• EXERCISE GOAL:
Nothing but an exact repeat of the entries below should appear in your answer.

• SUPPLIED INFORMATION:
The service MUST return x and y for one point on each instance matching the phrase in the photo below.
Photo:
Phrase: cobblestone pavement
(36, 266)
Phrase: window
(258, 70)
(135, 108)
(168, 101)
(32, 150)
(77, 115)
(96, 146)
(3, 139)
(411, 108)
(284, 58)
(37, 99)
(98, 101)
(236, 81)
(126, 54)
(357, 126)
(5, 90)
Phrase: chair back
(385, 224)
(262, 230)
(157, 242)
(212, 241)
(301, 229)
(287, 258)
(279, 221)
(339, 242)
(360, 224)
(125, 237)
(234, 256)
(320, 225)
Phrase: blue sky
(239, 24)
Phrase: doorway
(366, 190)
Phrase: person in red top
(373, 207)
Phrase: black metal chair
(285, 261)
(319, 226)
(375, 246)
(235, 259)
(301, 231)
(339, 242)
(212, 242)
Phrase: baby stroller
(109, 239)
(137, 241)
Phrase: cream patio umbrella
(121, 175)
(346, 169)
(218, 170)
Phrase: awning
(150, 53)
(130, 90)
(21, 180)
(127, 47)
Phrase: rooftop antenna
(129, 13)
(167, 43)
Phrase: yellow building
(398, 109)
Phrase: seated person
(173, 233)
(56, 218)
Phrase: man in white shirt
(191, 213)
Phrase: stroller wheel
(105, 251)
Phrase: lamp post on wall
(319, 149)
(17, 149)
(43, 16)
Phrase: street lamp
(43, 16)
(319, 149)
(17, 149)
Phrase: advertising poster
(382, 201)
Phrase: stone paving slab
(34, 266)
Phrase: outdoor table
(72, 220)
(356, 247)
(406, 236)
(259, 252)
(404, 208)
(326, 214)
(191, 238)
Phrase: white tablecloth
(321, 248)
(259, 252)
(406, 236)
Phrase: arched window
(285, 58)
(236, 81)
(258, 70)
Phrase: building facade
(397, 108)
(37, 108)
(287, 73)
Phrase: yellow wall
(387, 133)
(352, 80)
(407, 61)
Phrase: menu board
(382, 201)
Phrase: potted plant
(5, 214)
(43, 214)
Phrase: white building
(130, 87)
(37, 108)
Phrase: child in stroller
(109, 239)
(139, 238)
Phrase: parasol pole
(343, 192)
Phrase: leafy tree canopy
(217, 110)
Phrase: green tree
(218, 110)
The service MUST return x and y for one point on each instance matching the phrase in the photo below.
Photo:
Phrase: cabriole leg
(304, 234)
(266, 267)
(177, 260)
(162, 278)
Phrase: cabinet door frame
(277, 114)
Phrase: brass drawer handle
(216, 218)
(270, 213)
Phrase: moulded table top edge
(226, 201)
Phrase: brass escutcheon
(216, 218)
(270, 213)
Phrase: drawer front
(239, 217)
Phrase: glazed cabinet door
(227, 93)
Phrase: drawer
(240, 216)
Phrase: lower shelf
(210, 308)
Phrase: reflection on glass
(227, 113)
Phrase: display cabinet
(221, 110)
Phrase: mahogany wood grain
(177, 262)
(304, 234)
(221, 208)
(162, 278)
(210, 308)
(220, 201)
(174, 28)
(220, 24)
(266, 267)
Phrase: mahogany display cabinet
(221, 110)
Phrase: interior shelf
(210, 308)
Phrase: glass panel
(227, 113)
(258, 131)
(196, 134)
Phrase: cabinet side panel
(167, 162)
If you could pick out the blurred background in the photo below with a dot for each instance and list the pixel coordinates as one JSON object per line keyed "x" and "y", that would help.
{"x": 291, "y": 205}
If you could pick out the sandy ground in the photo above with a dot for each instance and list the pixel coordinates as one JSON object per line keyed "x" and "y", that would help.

• EXPECTED ANSWER:
The service MUST return x and y for one point on each instance matching the phrase in the photo below.
Photo:
Phrase: cobblestone pavement
(36, 266)
Phrase: window
(258, 70)
(135, 108)
(168, 101)
(32, 150)
(77, 115)
(96, 146)
(3, 139)
(411, 108)
(284, 58)
(37, 99)
(98, 101)
(236, 81)
(126, 54)
(357, 126)
(5, 90)
Phrase: chair back
(385, 224)
(262, 230)
(157, 242)
(212, 241)
(301, 229)
(287, 258)
(279, 221)
(339, 242)
(360, 224)
(125, 237)
(234, 256)
(320, 225)
Phrase: blue sky
(239, 24)
Phrase: doorway
(366, 190)
Phrase: person in red top
(373, 207)
Phrase: black metal chair
(285, 261)
(319, 226)
(375, 246)
(235, 259)
(301, 231)
(339, 242)
(212, 242)
Phrase: baby stroller
(109, 239)
(137, 241)
Phrase: cream patio umbrella
(121, 175)
(346, 169)
(218, 170)
Phrase: awning
(150, 53)
(130, 90)
(21, 180)
(127, 47)
Phrase: rooftop antenna
(129, 13)
(167, 43)
Phrase: yellow building
(398, 109)
Phrase: seated person
(173, 233)
(56, 218)
Phrase: man in white shirt
(191, 213)
Phrase: stroller wheel
(105, 251)
Phrase: lamp post on wall
(319, 149)
(17, 149)
(43, 16)
Phrase: street lamp
(43, 16)
(319, 149)
(17, 149)
Phrase: advertising poster
(382, 201)
Phrase: stone paving slab
(34, 266)
Phrase: outdoor table
(72, 220)
(356, 247)
(406, 236)
(259, 252)
(404, 208)
(326, 214)
(191, 238)
Phrase: white tablecloth
(321, 248)
(259, 252)
(406, 236)
Phrase: arched window
(285, 58)
(236, 81)
(258, 70)
Phrase: building facade
(397, 108)
(37, 108)
(287, 73)
Phrase: yellow wall
(387, 133)
(352, 80)
(407, 61)
Phrase: menu board
(382, 201)
Phrase: potted plant
(5, 214)
(43, 214)
Phrase: white building
(130, 87)
(37, 108)
Phrase: child in stroller
(109, 239)
(139, 238)
Phrase: parasol pole
(343, 192)
Phrase: leafy tree canopy
(217, 110)
Phrase: green tree
(218, 110)
The service MUST return x and y for one point on each instance matching the phrase in the photo below.
Photo:
Phrase: cabriole leg
(304, 234)
(266, 267)
(177, 260)
(162, 278)
Phrase: cabinet door frame
(277, 114)
Phrase: brass drawer handle
(216, 218)
(270, 213)
Phrase: moulded table top edge
(226, 201)
Phrase: brass escutcheon
(216, 218)
(270, 213)
Phrase: drawer front
(239, 217)
Phrase: glazed cabinet door
(227, 93)
Phrase: drawer
(240, 216)
Phrase: lower shelf
(210, 308)
Phrase: reflection on glass
(227, 113)
Phrase: display cabinet
(221, 110)
Phrase: mahogany wood grain
(177, 262)
(304, 234)
(221, 208)
(162, 278)
(210, 308)
(220, 201)
(174, 28)
(220, 24)
(266, 267)
Phrase: mahogany display cabinet
(221, 110)
Phrase: interior shelf
(210, 308)
Phrase: glass panel
(227, 113)
(258, 131)
(196, 134)
Phrase: cabinet side panel
(167, 162)
If you could pick out the blurred background in the photo below with a dot for each instance and list the pixel coordinates as one JSON object per line keyed "x" and "y", that would help.
{"x": 291, "y": 205}
If you could pick out the sandy ground in the photo above with a dot for each instance and list the pixel coordinates as one JSON object per line keyed "x" and "y", that would help.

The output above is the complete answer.